** RECORD SET **

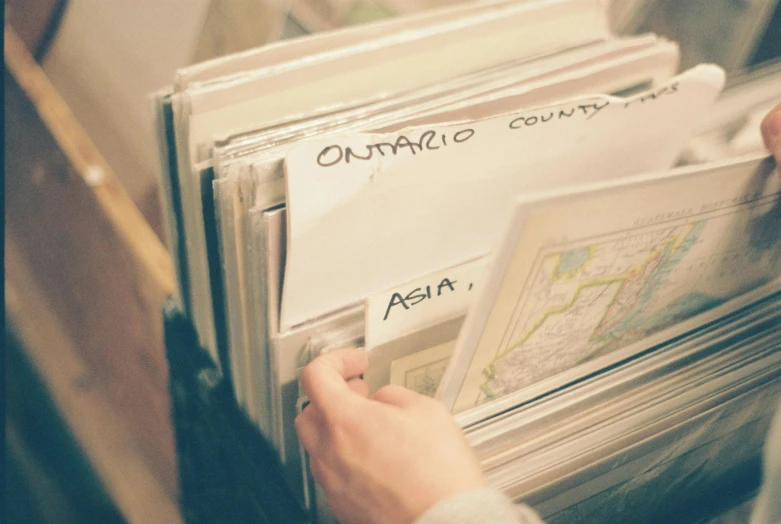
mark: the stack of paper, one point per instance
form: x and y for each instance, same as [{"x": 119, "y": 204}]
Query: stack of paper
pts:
[{"x": 370, "y": 186}]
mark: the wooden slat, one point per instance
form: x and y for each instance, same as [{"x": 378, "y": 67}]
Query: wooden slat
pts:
[
  {"x": 85, "y": 291},
  {"x": 119, "y": 460}
]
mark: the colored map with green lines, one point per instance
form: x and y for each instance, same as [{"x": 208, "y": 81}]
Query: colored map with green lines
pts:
[{"x": 588, "y": 301}]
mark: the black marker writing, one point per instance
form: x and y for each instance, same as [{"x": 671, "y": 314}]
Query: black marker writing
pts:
[
  {"x": 428, "y": 141},
  {"x": 418, "y": 295}
]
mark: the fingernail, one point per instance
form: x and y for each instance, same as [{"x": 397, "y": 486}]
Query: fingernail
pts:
[{"x": 773, "y": 132}]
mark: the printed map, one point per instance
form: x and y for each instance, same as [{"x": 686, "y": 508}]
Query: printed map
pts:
[{"x": 585, "y": 302}]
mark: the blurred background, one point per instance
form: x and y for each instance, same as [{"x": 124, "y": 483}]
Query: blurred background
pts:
[{"x": 104, "y": 57}]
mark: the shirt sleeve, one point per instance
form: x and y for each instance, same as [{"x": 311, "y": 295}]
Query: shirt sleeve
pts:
[{"x": 477, "y": 507}]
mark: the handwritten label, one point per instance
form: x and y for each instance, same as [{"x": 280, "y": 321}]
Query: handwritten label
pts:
[
  {"x": 433, "y": 140},
  {"x": 422, "y": 302},
  {"x": 429, "y": 140}
]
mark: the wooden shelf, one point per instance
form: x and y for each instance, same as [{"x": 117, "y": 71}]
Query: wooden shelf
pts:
[{"x": 86, "y": 278}]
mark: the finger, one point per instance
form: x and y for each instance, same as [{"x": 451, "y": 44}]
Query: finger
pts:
[
  {"x": 771, "y": 132},
  {"x": 397, "y": 396},
  {"x": 308, "y": 426},
  {"x": 324, "y": 380},
  {"x": 358, "y": 385}
]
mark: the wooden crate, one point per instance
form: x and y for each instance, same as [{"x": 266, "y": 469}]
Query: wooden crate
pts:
[{"x": 85, "y": 281}]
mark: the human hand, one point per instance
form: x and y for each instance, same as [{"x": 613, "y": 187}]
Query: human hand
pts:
[
  {"x": 771, "y": 132},
  {"x": 387, "y": 458}
]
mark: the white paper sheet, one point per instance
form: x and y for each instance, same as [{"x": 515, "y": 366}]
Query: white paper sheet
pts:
[{"x": 362, "y": 226}]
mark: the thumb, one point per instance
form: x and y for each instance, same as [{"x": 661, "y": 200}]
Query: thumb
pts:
[
  {"x": 771, "y": 132},
  {"x": 324, "y": 380}
]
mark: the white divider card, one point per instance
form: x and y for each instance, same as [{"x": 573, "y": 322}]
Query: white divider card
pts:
[
  {"x": 422, "y": 302},
  {"x": 368, "y": 212},
  {"x": 583, "y": 274}
]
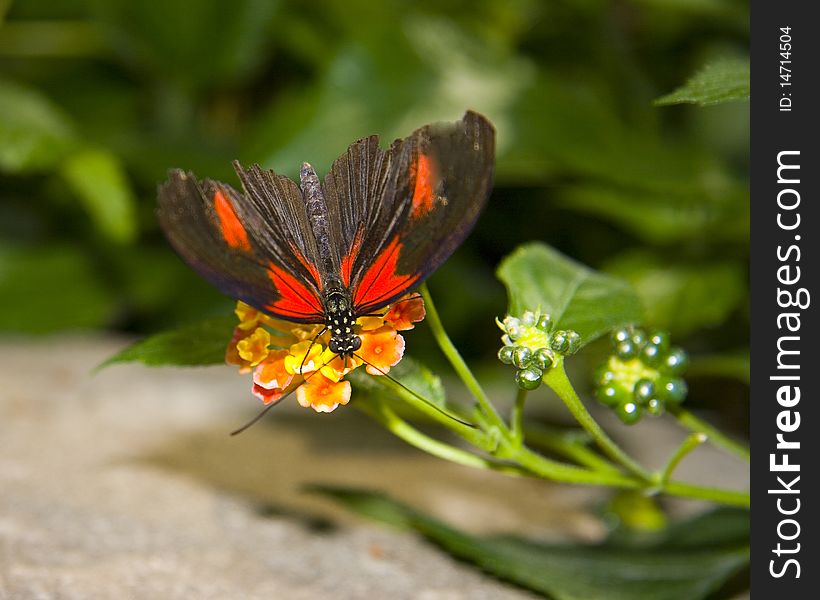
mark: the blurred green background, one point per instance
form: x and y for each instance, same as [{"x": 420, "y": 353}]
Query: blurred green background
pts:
[{"x": 99, "y": 98}]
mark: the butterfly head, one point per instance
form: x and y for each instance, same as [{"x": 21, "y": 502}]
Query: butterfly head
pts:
[{"x": 341, "y": 322}]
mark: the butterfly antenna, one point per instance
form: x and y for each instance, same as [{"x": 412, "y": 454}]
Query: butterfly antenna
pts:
[
  {"x": 416, "y": 394},
  {"x": 413, "y": 297},
  {"x": 312, "y": 343},
  {"x": 264, "y": 411}
]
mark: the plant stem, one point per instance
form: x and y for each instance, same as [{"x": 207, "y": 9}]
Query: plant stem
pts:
[
  {"x": 414, "y": 437},
  {"x": 457, "y": 361},
  {"x": 556, "y": 378},
  {"x": 689, "y": 444},
  {"x": 570, "y": 445},
  {"x": 516, "y": 430},
  {"x": 473, "y": 435},
  {"x": 550, "y": 469},
  {"x": 697, "y": 492},
  {"x": 697, "y": 425}
]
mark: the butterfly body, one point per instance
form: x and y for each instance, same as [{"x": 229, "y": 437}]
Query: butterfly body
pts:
[{"x": 329, "y": 252}]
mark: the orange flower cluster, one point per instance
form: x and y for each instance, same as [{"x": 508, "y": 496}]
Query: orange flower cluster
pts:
[{"x": 283, "y": 355}]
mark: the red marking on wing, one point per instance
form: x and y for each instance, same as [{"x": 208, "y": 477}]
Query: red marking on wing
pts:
[
  {"x": 381, "y": 281},
  {"x": 296, "y": 300},
  {"x": 347, "y": 261},
  {"x": 233, "y": 232},
  {"x": 423, "y": 194}
]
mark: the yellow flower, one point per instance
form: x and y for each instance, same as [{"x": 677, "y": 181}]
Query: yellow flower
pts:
[
  {"x": 282, "y": 354},
  {"x": 381, "y": 349},
  {"x": 254, "y": 348},
  {"x": 270, "y": 378},
  {"x": 322, "y": 394},
  {"x": 303, "y": 357}
]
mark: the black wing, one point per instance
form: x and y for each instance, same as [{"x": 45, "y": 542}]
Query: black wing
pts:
[
  {"x": 401, "y": 212},
  {"x": 247, "y": 245}
]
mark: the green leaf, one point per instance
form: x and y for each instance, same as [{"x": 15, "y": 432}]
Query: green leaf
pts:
[
  {"x": 51, "y": 288},
  {"x": 196, "y": 344},
  {"x": 682, "y": 298},
  {"x": 667, "y": 218},
  {"x": 34, "y": 133},
  {"x": 577, "y": 298},
  {"x": 98, "y": 179},
  {"x": 721, "y": 81},
  {"x": 681, "y": 567},
  {"x": 411, "y": 374}
]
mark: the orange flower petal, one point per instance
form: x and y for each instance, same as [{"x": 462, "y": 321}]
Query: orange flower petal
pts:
[
  {"x": 323, "y": 395},
  {"x": 405, "y": 312},
  {"x": 254, "y": 348},
  {"x": 271, "y": 373},
  {"x": 265, "y": 395},
  {"x": 382, "y": 349},
  {"x": 303, "y": 357},
  {"x": 335, "y": 367}
]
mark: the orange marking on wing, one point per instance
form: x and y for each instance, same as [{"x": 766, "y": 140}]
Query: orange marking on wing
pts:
[
  {"x": 347, "y": 261},
  {"x": 381, "y": 280},
  {"x": 296, "y": 300},
  {"x": 423, "y": 194},
  {"x": 233, "y": 232}
]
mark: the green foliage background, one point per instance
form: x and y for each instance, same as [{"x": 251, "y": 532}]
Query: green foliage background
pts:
[{"x": 99, "y": 98}]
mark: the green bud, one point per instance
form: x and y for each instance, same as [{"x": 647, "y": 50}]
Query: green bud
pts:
[
  {"x": 603, "y": 375},
  {"x": 522, "y": 357},
  {"x": 625, "y": 350},
  {"x": 629, "y": 412},
  {"x": 528, "y": 379},
  {"x": 611, "y": 395},
  {"x": 619, "y": 335},
  {"x": 505, "y": 354},
  {"x": 544, "y": 323},
  {"x": 651, "y": 354},
  {"x": 544, "y": 358},
  {"x": 643, "y": 391},
  {"x": 574, "y": 340},
  {"x": 660, "y": 339},
  {"x": 560, "y": 341},
  {"x": 676, "y": 361},
  {"x": 654, "y": 407},
  {"x": 672, "y": 389}
]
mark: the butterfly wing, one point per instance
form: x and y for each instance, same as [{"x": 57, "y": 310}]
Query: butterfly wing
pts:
[
  {"x": 403, "y": 211},
  {"x": 244, "y": 243}
]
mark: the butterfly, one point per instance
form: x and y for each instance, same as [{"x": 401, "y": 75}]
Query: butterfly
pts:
[{"x": 329, "y": 252}]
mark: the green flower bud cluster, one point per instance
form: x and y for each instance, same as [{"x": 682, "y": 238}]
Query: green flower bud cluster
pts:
[
  {"x": 642, "y": 375},
  {"x": 533, "y": 347}
]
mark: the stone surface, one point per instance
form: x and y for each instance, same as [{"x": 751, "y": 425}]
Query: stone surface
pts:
[{"x": 126, "y": 484}]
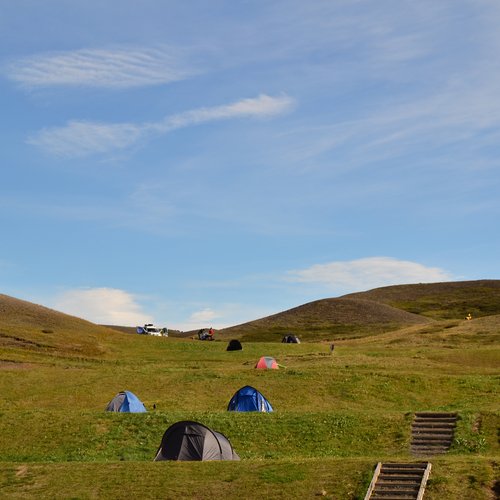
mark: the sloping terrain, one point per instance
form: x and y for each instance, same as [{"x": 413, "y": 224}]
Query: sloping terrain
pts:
[
  {"x": 446, "y": 300},
  {"x": 327, "y": 319},
  {"x": 37, "y": 328},
  {"x": 336, "y": 414}
]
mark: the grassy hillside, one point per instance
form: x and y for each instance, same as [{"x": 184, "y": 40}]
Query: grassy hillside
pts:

** WHAT IS BEING ASKED **
Take only the line containing "mark: the green flower" and every line after it to the end of the entries, and copy them exactly, pictures excluded.

** TASK ANSWER **
mark: the green flower bud cluster, one point per instance
form: x and y for each instance, same as [{"x": 682, "y": 238}]
Query: green flower bud cluster
pts:
[
  {"x": 642, "y": 375},
  {"x": 533, "y": 347}
]
mark: the stone surface, one point per instance
form: x and y for each instance, same as [{"x": 751, "y": 425}]
Query: stone surface
pts:
[{"x": 126, "y": 484}]
mark: the sloping terrain, one point per instance
form: x and y for each instance, same as [{"x": 413, "y": 224}]
Query: sloping terrain
pts:
[
  {"x": 446, "y": 300},
  {"x": 327, "y": 319},
  {"x": 37, "y": 328},
  {"x": 336, "y": 414}
]
mark: the grassy hillside, one point per instance
form: x and y for each instance, same as [{"x": 184, "y": 40}]
Query: grassy hillside
pts:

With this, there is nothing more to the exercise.